BEGIN Task material

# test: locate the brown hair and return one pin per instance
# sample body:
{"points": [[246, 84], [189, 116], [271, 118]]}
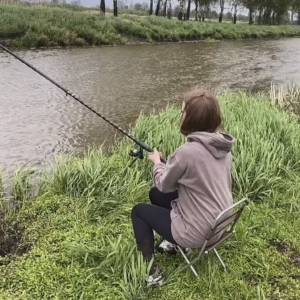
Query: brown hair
{"points": [[202, 112]]}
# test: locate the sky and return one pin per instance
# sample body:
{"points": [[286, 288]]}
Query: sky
{"points": [[109, 4]]}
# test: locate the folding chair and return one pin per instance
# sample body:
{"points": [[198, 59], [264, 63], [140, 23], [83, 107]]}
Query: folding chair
{"points": [[219, 225]]}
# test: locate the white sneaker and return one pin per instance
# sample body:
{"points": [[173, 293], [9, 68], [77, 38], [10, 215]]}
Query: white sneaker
{"points": [[169, 248]]}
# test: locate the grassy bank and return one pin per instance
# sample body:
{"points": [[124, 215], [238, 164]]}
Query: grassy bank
{"points": [[40, 26], [74, 241]]}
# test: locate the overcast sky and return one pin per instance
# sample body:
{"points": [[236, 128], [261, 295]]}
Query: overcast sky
{"points": [[109, 4]]}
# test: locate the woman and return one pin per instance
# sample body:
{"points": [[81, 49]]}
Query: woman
{"points": [[192, 188]]}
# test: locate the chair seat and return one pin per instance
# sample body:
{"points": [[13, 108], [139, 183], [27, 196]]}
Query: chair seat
{"points": [[226, 235]]}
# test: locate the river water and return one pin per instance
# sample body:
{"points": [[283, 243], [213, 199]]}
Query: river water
{"points": [[38, 121]]}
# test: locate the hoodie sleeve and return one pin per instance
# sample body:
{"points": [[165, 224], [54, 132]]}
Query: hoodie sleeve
{"points": [[166, 176]]}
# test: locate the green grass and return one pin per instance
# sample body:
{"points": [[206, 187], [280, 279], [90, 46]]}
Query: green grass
{"points": [[43, 26], [80, 234]]}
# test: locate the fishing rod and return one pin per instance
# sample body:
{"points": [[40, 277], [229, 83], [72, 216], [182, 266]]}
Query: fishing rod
{"points": [[138, 154]]}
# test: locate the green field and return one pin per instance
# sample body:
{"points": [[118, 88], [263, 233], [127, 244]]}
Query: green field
{"points": [[42, 26], [75, 241]]}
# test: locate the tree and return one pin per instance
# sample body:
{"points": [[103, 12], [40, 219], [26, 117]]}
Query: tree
{"points": [[188, 10], [222, 6], [252, 6], [157, 7], [102, 7], [181, 9], [235, 4], [151, 8], [296, 9], [165, 8], [137, 6], [115, 8], [169, 12]]}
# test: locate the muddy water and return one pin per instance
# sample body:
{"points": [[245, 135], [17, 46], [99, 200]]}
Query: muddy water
{"points": [[38, 121]]}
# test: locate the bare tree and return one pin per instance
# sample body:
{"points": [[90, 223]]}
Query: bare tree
{"points": [[102, 7]]}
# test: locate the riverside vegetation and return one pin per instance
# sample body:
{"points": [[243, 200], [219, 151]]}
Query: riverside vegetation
{"points": [[42, 26], [74, 239]]}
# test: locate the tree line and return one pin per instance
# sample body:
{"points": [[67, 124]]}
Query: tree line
{"points": [[268, 12]]}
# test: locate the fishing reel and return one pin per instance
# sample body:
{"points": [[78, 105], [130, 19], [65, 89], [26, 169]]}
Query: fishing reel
{"points": [[138, 154]]}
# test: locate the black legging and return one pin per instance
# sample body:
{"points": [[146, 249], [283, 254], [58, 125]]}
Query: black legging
{"points": [[149, 217]]}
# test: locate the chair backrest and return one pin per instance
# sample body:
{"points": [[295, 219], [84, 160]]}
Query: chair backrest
{"points": [[228, 217]]}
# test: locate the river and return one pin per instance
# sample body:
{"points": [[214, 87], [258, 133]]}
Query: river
{"points": [[38, 121]]}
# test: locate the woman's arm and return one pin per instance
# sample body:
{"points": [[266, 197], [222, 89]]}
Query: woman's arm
{"points": [[166, 176]]}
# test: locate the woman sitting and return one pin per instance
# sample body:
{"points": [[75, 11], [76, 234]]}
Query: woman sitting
{"points": [[192, 188]]}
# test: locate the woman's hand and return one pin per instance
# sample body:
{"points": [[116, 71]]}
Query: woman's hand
{"points": [[155, 156]]}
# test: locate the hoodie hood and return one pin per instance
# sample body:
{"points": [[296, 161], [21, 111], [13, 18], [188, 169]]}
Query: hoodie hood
{"points": [[218, 144]]}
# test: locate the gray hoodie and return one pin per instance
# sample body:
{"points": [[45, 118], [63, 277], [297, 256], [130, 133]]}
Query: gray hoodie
{"points": [[201, 171]]}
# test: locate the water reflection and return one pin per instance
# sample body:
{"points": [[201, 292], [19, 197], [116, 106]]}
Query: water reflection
{"points": [[37, 120]]}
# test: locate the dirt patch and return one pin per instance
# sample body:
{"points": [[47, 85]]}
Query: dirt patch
{"points": [[283, 248], [12, 238]]}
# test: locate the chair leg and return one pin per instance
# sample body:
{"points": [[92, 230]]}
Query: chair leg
{"points": [[188, 262], [220, 259]]}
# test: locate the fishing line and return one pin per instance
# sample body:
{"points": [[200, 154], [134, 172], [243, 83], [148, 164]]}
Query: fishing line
{"points": [[138, 154]]}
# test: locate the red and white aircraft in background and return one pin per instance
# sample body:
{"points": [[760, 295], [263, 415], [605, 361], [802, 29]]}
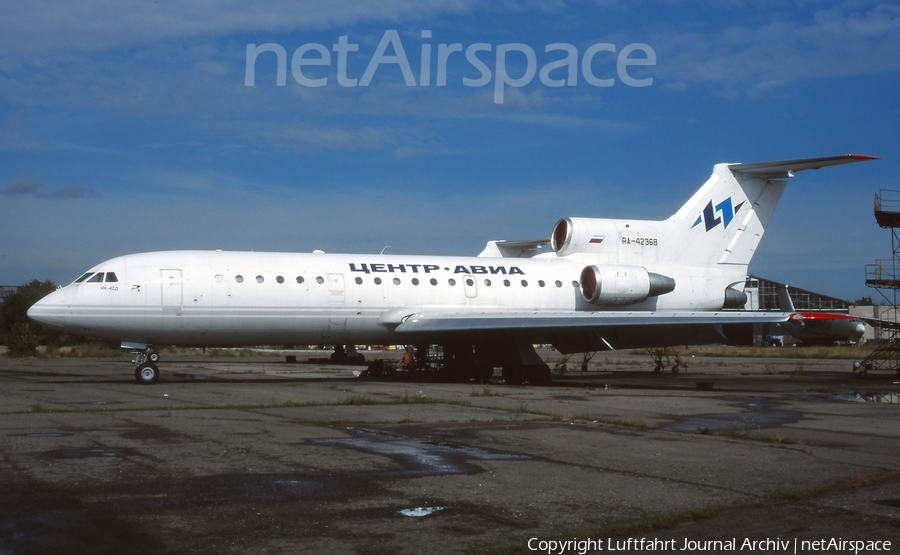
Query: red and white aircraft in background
{"points": [[595, 284]]}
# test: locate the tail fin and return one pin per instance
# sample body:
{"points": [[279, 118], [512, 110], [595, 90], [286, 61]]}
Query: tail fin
{"points": [[724, 221]]}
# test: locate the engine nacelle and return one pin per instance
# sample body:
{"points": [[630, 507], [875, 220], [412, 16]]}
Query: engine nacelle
{"points": [[582, 235], [617, 285]]}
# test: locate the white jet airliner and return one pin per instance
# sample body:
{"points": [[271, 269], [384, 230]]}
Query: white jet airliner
{"points": [[602, 284]]}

END Task material

Your goal: All lines above between those holding "Query: bare tree" and "# test: locate the tree line", inclusive, must be set down unchanged, and no other line may be included.

Result for this task:
Query: bare tree
{"points": [[102, 7]]}
# test: locate the riverside vegetation and return one pin per instance
# sample body:
{"points": [[243, 200], [219, 151]]}
Query: riverside vegetation
{"points": [[42, 26], [74, 239]]}
# test: locate the tree line and return one pin per instance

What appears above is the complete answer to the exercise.